**AIM OF THE TASK:** Reproduce every one of the rows below verbatim, line for line.

* BEGIN PROVIDED INFORMATION *

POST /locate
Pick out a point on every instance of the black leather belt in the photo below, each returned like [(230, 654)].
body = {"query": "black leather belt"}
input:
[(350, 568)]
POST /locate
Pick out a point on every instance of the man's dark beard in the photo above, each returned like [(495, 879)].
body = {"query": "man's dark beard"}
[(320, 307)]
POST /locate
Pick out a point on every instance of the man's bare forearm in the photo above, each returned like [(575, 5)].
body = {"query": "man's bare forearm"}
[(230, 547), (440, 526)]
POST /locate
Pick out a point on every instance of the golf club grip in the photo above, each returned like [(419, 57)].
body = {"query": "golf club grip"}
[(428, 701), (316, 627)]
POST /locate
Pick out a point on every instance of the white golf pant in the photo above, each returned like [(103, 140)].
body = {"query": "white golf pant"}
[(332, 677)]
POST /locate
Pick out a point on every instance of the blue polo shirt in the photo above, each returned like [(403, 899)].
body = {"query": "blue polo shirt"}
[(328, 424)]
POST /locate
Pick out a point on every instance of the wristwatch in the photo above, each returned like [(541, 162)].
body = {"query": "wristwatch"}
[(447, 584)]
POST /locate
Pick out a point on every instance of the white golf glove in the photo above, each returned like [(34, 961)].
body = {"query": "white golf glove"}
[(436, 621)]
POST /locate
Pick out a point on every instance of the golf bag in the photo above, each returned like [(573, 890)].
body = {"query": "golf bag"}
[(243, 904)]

* END PROVIDED INFORMATION *

**RESPONSE:**
POST /locate
Pick out a point on every instance of the black leather belt in the photo below, each returned like [(230, 654)].
body = {"query": "black leather belt"}
input:
[(350, 568)]
POST /locate
Pick out a point on every instance of the man's dark beard in the photo above, each returned like [(495, 879)].
body = {"query": "man's dark beard"}
[(320, 307)]
POST /locate
Pick out a point on every instance of the man's bare forearm in the photo above, each returned like [(575, 5)].
body = {"query": "man's bare forearm"}
[(230, 547), (440, 526)]
POST /locate
Pick out a point on every instance of the golf club grip in the photo above, each returned like [(419, 57)].
body = {"query": "golf club grip"}
[(428, 701), (316, 627)]
POST /locate
Pick out a point on every instance of the white golf pant in the photo above, each returned like [(103, 140)].
body = {"query": "white golf pant"}
[(332, 677)]
POST /locate
Pick out a point on every instance of the blue polo shirt in the photo above, each returned like [(403, 899)].
body = {"query": "blue polo shirt"}
[(328, 424)]
POST /locate
Pick out a point on every instance of the wristwatch in the photo above, each returned like [(541, 162)].
body = {"query": "wristwatch"}
[(447, 584)]
POST /locate
Pick out a point on every instance of the white golf glove in the photo above, each returned like [(34, 961)].
body = {"query": "white golf glove"}
[(436, 621)]
POST /locate
Pick out a point on every instance of the golf bag in the photo above, each returned like [(573, 890)].
body = {"query": "golf bag"}
[(243, 904)]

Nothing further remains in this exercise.